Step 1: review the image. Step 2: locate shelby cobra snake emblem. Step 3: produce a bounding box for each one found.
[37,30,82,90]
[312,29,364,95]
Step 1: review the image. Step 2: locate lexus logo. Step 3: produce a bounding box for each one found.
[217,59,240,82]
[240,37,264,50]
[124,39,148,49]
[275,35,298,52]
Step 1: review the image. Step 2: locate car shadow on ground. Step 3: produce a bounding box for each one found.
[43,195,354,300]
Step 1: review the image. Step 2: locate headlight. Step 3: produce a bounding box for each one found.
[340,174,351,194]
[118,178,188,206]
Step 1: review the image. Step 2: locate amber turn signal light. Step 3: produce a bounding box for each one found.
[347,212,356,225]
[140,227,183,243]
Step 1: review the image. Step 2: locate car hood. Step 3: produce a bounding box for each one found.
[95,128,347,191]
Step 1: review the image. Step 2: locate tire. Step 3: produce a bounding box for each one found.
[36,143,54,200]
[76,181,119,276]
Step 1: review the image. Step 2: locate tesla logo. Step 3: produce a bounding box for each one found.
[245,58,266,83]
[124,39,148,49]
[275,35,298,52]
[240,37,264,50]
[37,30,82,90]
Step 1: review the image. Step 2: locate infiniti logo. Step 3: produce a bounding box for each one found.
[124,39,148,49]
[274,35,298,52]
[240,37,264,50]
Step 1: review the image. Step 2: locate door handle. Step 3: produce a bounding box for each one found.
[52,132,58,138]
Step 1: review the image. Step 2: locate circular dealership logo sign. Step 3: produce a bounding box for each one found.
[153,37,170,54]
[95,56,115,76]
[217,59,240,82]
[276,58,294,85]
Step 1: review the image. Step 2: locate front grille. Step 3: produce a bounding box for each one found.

◆ GOAL OF THE EXERCISE ◆
Each entry must be retyped exactly as it was written above.

◆ OUTPUT BELOW ◆
Step 1: review the image. Step 2: locate shelby cobra snake emblem. Step 3: produce a bounding box for each one found.
[37,30,82,90]
[312,29,364,95]
Step 1: review the image. Step 2: locate lexus logo. Step 3: produce a bounding box for each one found.
[217,59,240,82]
[240,37,264,50]
[124,39,148,49]
[275,35,298,52]
Step 1: review the image. Step 2: locate car shadow on ground. Step 3: produce a bounding box for each one found.
[43,195,354,300]
Step 1: review the image. Step 2: locate headlight. Step 3: produce a bounding box for each one found.
[340,174,351,194]
[118,178,188,206]
Step 1: review the image. Step 2: locate amber turn signal light. Step 3: produce a bounding box for each one found.
[347,212,356,225]
[140,227,183,243]
Step 1: review the image. Step 2: locate car hood. Step 3: produce a bounding box for each one found.
[95,128,347,191]
Step 1: review the image. Step 2: locate tire. Step 3: produce a bounding box for each one found.
[36,143,54,200]
[76,181,119,276]
Step 1: review the image. Step 2: locate tesla logo. Step 3: produce a bounding box for each one found.
[245,58,266,83]
[124,39,148,49]
[275,35,298,52]
[240,37,264,50]
[37,30,82,90]
Step 1: review the image. Step 2: locate infiniti logo. Step 3: produce a bounding box for each one found.
[124,39,148,49]
[274,35,298,52]
[240,37,264,50]
Step 1: review the image. Step 2: locate door handle. Step 3: produce a bounding box for each one found.
[52,132,58,138]
Step 1: review the image. Step 2: locate circular dealership logo sign. Step 3: produce a bounding box for each one found.
[153,37,170,54]
[95,56,115,76]
[217,59,240,82]
[276,58,294,85]
Step 1: review the image. Step 2: locate front grille. Step 3: produce a bounding box for each one found.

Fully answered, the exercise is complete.